_Task statement_
Print, exactly as given, each line of the data from the line containing "the form [598,78]." up to and including its last line.

_Input for this task_
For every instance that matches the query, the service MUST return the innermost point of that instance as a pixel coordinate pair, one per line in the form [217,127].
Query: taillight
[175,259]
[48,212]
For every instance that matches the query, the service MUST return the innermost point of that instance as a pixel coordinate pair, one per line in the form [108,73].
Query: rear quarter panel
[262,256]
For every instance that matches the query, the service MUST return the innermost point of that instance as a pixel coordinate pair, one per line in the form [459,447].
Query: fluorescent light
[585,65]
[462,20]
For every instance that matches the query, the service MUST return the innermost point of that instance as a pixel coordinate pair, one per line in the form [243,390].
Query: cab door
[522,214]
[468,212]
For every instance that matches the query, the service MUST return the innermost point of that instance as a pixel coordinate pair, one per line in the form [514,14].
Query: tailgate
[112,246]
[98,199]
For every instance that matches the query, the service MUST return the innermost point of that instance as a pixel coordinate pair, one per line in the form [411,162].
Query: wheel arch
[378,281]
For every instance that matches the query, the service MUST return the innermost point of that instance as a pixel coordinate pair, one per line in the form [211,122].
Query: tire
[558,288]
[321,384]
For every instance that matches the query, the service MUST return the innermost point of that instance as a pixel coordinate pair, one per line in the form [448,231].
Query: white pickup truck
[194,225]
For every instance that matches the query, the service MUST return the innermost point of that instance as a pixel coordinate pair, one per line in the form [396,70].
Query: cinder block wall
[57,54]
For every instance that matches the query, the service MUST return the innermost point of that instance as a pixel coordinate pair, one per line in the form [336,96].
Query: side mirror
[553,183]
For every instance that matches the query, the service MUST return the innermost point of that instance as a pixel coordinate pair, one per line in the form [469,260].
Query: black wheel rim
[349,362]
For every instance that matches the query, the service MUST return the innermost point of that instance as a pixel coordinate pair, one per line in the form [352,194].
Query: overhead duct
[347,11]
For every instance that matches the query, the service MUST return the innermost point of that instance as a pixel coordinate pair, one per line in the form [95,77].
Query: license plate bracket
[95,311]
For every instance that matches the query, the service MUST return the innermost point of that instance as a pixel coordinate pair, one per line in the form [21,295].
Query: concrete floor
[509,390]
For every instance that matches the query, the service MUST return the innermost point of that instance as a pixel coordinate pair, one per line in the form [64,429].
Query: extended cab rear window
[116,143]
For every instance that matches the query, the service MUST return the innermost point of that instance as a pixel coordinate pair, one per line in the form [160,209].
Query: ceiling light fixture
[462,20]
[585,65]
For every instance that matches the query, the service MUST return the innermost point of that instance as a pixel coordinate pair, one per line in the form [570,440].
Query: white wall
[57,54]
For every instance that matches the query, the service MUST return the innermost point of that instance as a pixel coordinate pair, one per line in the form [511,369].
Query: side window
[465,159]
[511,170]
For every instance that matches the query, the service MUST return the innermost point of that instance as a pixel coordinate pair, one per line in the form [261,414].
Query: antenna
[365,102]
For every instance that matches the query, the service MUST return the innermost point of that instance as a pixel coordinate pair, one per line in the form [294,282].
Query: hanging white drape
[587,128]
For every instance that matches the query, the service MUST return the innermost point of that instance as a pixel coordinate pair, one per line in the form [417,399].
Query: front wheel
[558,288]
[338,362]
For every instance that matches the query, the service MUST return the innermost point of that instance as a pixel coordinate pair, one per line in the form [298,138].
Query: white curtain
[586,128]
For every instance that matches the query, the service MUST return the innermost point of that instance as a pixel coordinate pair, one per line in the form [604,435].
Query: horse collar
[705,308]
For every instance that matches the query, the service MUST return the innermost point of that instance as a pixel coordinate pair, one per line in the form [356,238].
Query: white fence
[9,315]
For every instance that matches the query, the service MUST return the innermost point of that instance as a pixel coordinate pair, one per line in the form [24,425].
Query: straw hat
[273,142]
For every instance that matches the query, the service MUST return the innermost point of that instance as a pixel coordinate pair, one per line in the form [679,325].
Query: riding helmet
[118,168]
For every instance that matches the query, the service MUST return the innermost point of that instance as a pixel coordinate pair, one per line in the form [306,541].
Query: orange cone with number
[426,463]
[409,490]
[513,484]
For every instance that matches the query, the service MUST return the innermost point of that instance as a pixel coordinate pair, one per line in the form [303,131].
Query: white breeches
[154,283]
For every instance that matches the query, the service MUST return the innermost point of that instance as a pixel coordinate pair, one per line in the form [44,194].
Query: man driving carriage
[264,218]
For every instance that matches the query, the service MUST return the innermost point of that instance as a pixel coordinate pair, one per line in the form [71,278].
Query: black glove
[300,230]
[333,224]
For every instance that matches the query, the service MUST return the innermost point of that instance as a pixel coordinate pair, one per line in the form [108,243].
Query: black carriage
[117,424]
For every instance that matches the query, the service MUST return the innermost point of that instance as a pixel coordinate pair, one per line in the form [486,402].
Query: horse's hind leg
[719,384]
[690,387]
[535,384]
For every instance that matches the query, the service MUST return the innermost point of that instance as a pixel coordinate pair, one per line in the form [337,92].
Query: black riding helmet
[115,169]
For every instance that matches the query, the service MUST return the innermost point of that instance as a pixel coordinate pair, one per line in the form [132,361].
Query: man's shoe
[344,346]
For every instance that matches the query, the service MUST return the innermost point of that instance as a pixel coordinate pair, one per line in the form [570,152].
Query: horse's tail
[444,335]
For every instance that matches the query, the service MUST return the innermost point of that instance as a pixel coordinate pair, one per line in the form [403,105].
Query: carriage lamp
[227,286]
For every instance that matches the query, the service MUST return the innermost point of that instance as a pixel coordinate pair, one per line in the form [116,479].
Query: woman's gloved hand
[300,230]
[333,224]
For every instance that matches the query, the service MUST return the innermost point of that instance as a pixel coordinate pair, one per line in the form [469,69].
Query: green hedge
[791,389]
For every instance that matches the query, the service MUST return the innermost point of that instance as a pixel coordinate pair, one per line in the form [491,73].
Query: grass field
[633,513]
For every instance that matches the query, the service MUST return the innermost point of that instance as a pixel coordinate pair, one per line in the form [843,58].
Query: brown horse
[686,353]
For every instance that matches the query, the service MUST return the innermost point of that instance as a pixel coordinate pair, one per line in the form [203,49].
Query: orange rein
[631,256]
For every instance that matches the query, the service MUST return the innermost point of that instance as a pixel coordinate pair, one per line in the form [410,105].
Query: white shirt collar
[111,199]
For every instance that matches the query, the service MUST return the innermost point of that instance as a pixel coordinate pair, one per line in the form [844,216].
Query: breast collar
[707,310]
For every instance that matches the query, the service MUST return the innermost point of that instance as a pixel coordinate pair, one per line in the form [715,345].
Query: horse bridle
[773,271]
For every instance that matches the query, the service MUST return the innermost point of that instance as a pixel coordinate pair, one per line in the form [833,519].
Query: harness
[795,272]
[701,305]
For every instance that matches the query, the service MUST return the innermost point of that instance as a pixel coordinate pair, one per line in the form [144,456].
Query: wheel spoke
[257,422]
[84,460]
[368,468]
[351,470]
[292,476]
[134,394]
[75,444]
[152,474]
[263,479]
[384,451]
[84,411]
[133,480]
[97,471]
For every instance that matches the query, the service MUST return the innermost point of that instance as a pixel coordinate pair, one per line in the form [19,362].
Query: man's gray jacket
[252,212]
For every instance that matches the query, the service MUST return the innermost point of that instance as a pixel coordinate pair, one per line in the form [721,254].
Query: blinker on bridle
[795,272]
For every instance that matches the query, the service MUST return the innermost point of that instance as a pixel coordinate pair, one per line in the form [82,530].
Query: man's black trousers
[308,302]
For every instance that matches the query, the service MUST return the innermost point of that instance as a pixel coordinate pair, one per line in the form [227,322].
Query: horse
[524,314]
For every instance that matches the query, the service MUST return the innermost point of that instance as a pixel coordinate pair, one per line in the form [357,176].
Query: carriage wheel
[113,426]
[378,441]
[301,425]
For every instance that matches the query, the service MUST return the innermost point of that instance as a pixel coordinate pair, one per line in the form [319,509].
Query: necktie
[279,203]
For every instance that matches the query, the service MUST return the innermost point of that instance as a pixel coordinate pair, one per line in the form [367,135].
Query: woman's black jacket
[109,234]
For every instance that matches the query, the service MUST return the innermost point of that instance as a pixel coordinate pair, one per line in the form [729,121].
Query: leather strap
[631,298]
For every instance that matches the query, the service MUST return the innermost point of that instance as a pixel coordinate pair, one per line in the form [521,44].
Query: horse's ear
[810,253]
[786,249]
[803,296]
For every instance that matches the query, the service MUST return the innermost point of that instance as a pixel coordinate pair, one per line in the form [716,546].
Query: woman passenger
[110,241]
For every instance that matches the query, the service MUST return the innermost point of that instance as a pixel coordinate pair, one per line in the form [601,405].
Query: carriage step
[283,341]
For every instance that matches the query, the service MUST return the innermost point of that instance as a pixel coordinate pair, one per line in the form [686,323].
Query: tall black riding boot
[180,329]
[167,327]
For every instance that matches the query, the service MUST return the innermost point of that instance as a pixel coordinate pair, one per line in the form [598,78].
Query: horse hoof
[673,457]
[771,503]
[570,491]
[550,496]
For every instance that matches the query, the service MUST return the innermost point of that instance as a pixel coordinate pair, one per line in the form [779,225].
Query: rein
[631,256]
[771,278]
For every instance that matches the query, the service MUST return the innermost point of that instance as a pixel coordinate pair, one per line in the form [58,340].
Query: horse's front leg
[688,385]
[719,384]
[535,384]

_Correct output_
For every instance that matches the query, the service MUST return the innermost point of that instance as a pixel coordinate pair, one per line in the form [598,78].
Query: horse hoof
[673,457]
[771,503]
[570,491]
[550,496]
For every instance that matches the query, the service MUST return the innermost point of that instance as a pixel coordinate pair, one per line in the form [779,225].
Query: rein
[631,256]
[771,278]
For every instance that matches the query, the service MUST return the innermost point of that instance as a pixel coordinate pair, one per line in the form [58,340].
Query: horse's front leg
[688,385]
[719,384]
[535,384]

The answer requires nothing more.